(Records for this task begins)

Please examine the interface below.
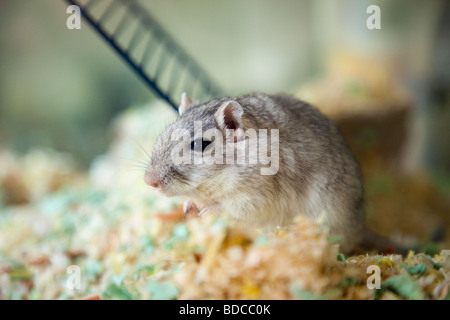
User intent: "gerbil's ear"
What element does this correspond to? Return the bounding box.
[178,92,193,116]
[214,100,244,142]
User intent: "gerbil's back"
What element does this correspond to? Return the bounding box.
[238,93,365,249]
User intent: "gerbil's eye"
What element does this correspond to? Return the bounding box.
[191,139,212,152]
[202,140,212,151]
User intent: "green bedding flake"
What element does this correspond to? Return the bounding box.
[338,277,361,288]
[10,268,33,281]
[162,224,190,250]
[290,285,342,300]
[423,242,441,256]
[162,238,177,250]
[147,280,179,300]
[401,264,427,276]
[134,265,157,281]
[172,223,189,239]
[111,273,126,286]
[327,235,342,244]
[327,236,342,243]
[255,235,269,246]
[7,260,33,281]
[336,253,346,263]
[140,236,155,254]
[377,274,426,300]
[103,282,135,300]
[424,255,443,270]
[87,191,106,205]
[38,193,72,216]
[28,288,41,300]
[85,260,103,279]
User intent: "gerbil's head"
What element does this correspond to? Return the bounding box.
[144,93,251,201]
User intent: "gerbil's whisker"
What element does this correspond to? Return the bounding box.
[132,138,153,163]
[116,156,150,173]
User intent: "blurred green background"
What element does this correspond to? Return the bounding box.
[0,0,449,176]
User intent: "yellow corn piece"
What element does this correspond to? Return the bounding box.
[195,228,227,282]
[378,257,394,268]
[241,278,261,299]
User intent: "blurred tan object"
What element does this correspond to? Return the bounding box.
[0,151,30,205]
[0,149,84,205]
[296,52,412,173]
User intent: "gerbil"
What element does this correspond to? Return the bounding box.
[145,92,399,254]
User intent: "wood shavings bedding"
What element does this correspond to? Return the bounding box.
[0,177,448,300]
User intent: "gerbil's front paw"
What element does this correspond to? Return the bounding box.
[183,200,200,217]
[198,206,221,217]
[198,207,210,217]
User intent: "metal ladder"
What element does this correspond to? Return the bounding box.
[64,0,223,111]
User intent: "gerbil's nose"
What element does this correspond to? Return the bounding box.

(Records for this task ends)

**Work instruction:**
Once the pictures are set aside, restate the remaining data above exactly.

**Solution:**
Please examine the interface below.
User intent: "gerbil's ear"
What element does this correspond to? Return the bounding box.
[178,92,193,116]
[214,100,244,142]
User intent: "gerbil's back"
What element does this correspond to? Return the bounding box.
[238,93,365,249]
User intent: "gerbil's eye"
What element does this correspond to? Return the bounding box.
[191,139,212,152]
[202,140,212,151]
User intent: "green bedding flake"
What element does this correspond to? Return the bounding box.
[338,277,361,288]
[10,268,33,281]
[162,224,190,250]
[290,285,342,300]
[423,242,441,256]
[162,238,177,250]
[147,280,179,300]
[401,264,427,276]
[134,265,157,281]
[172,223,189,239]
[111,273,126,286]
[327,235,342,244]
[327,236,342,243]
[255,235,269,246]
[7,260,33,281]
[336,253,346,263]
[140,236,155,254]
[377,274,426,300]
[103,282,135,300]
[424,255,443,270]
[87,191,106,205]
[38,193,72,216]
[28,288,41,300]
[85,260,103,279]
User intent: "gerbil's head"
What element does this correspond to? Return the bounding box.
[144,93,251,201]
User intent: "gerbil's whisker"
What element does this correspond to? Return the bounding box.
[132,138,153,163]
[116,156,150,173]
User intent: "blurred green background"
What element does this correspond to? Return the bounding box.
[0,0,449,176]
User intent: "yellow corn piece"
What element does this correspond to? Return the bounding box.
[195,228,227,282]
[378,257,394,268]
[241,278,261,299]
User intent: "blurred tan object"
What element does this correspond to? Return the bounding box.
[0,151,30,205]
[0,149,84,205]
[296,52,412,173]
User intent: "gerbil"
What element does this correspond to? Return the bounding box.
[145,92,399,254]
User intent: "wood shavings bedding"
What element does this correspond to? Return the bounding box.
[0,177,448,300]
User intent: "gerbil's front paw"
What element does this correspond to? Return the bounding box.
[183,200,200,217]
[198,206,221,217]
[198,207,210,217]
User intent: "metal ladder"
What element does this correspond to? Return the bounding box.
[64,0,223,111]
User intent: "gerbil's nose"
What element does this correspond to? Return the bounding box.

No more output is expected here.